Making Bread again!
This time, comparing 'Plain Flour' and 'Strong Bread Flour'
TLDR: Bread from either is almost identical.
I currently only store 'Plain All Purpose Flour' in my extended Pantry, because, it's much cheaper and I'm frugal (as a ducks bum!)
I figured that I should compare bread made with each type and see if the extra cost is worth it. I also need the practice.
Aldi 'Plain', All Purpose Flour 79p / 1.5Kilo
Aldi 'Strong Bread' Flour £1.09 / 1.5Kilo
I used the recipe on the back of the bag of bread flour, which was a bit different to my previous attempt. No added sugar: Recipe Scaled down to 80% : Baked in loaf trays. Recipe below.
Initial Kneading 15 Mins : Initial Proving 3 hours, determined by poke test : Secondary Proving 1 Hour.
I must have got the wetness spot on, because neither dough stuck to my fingers.
Both were cooked together for 35 Mins at 180C. Knocking the bottom didn't sound hollow enough, so I gave them another 5 Mins.
Result and Comparison:
I was very pleased with the results. Both loaves had hard crusty top crusts and quite crisp side and bottom crusts. Not super hard and plaster like, like my previous attempt. Taking an end slice of each, I was happy to find soft white bread inside with a lovely texture, like bought sliced white bread.

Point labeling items
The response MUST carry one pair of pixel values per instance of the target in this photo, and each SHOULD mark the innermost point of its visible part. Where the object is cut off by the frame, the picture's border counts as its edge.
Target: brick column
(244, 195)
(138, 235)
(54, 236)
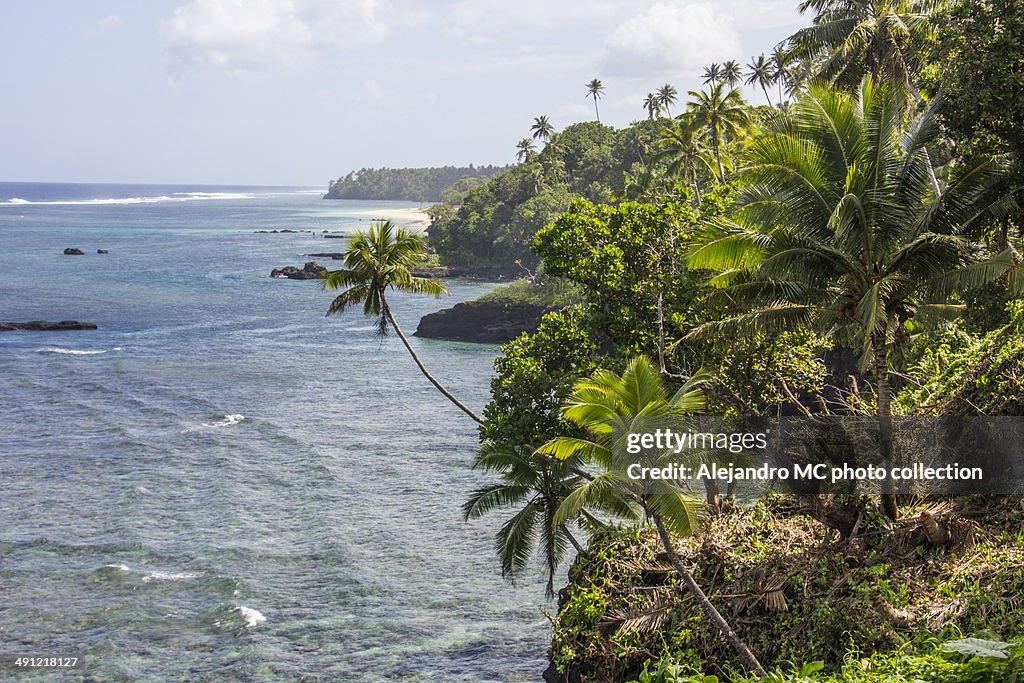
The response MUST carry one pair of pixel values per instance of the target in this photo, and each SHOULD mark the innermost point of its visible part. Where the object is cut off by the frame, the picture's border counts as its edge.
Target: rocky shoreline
(488, 322)
(46, 326)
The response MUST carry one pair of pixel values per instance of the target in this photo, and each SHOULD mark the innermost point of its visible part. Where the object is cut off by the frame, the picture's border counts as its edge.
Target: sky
(301, 91)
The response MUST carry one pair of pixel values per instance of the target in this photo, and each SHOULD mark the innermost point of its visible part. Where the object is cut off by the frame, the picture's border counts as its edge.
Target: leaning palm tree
(652, 104)
(732, 73)
(667, 96)
(724, 114)
(761, 73)
(537, 485)
(682, 145)
(595, 89)
(841, 226)
(607, 407)
(525, 150)
(377, 262)
(713, 74)
(542, 128)
(854, 38)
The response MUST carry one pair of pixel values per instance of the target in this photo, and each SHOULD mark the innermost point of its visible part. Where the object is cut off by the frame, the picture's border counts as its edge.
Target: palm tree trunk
(885, 423)
(409, 347)
(576, 544)
(713, 613)
(718, 157)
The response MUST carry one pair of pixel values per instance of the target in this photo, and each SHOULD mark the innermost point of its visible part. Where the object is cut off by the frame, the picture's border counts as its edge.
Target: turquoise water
(219, 483)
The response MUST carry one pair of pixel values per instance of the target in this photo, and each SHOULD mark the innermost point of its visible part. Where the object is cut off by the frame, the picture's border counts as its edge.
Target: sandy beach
(413, 217)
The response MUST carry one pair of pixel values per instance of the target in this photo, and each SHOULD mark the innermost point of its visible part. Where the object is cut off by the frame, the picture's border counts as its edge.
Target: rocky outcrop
(311, 270)
(46, 326)
(482, 322)
(484, 272)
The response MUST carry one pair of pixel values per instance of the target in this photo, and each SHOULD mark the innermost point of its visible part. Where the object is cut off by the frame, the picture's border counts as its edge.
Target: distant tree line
(411, 184)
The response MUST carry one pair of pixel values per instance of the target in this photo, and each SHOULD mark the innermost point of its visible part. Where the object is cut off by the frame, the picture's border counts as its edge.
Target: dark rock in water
(46, 326)
(482, 322)
(485, 272)
(311, 270)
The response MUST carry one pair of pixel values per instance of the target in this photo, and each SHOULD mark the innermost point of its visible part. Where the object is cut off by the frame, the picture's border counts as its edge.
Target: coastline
(412, 217)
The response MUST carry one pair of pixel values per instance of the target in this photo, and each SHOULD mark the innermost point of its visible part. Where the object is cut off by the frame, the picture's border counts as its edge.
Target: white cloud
(475, 20)
(109, 23)
(671, 38)
(251, 36)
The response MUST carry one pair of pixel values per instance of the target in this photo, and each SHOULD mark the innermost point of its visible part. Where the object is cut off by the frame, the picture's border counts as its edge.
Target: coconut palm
(652, 104)
(595, 89)
(539, 484)
(378, 262)
(681, 144)
(843, 227)
(713, 74)
(780, 58)
(732, 73)
(853, 38)
(542, 128)
(607, 407)
(724, 114)
(760, 73)
(667, 95)
(525, 150)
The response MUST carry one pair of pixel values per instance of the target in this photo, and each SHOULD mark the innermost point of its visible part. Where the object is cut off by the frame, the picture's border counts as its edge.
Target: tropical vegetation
(848, 247)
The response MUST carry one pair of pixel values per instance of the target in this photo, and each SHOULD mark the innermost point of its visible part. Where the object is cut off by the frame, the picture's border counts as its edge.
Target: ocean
(219, 483)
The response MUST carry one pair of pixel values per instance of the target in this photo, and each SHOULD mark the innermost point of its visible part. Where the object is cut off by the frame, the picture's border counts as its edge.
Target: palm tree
(525, 150)
(853, 38)
(780, 59)
(713, 74)
(732, 73)
(667, 96)
(842, 226)
(681, 143)
(724, 114)
(542, 128)
(606, 407)
(761, 73)
(539, 484)
(652, 104)
(595, 89)
(377, 262)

▶ [Exercise requirements]:
1. Check each statement against the bread-making post and answer yes or no, quoting the words of the post that decide it: (a) The plain flour costs less than the strong bread flour for the same weight. (b) The loaves spent only 35 minutes in the oven. (c) Neither dough stuck to the baker's fingers.
2. Extend the bread-making post past its final sentence, keeping the same voice.

▶ [Responses]:
1.
(a) Yes: "Aldi 'Plain', All Purpose Flour 79p / 1.5Kilo" and "Aldi 'Strong Bread' Flour £1.09 / 1.5Kilo"
(b) No: "Knocking the bottom didn't sound hollow enough, so I gave them another 5 Mins."
(c) Yes: "neither dough stuck to my fingers."

2.
The 'Strong Bread' flour loaf, bread was noticeably a very little bit brown inside, compared to the pure whiteness of the other..
Both breads tasted perfect, but the strong flour loaf was noticeably tastier. Both were fine with and without butter.
Neither loaf was doughy or sticky, unlike my previous attempts.
Mr JJ approved of both and could not tell the difference.
I need to figure out how to make softer bread baps.
Is the 'Strong Bread' flour worth the extra 20p/Kilo? Probably not at my standard of baking.
However, at £1.09, the price per serving is still very cheap and I'm inclined to treat myself and add some to my extended pantry, just as I treated myself to some premium baked beans.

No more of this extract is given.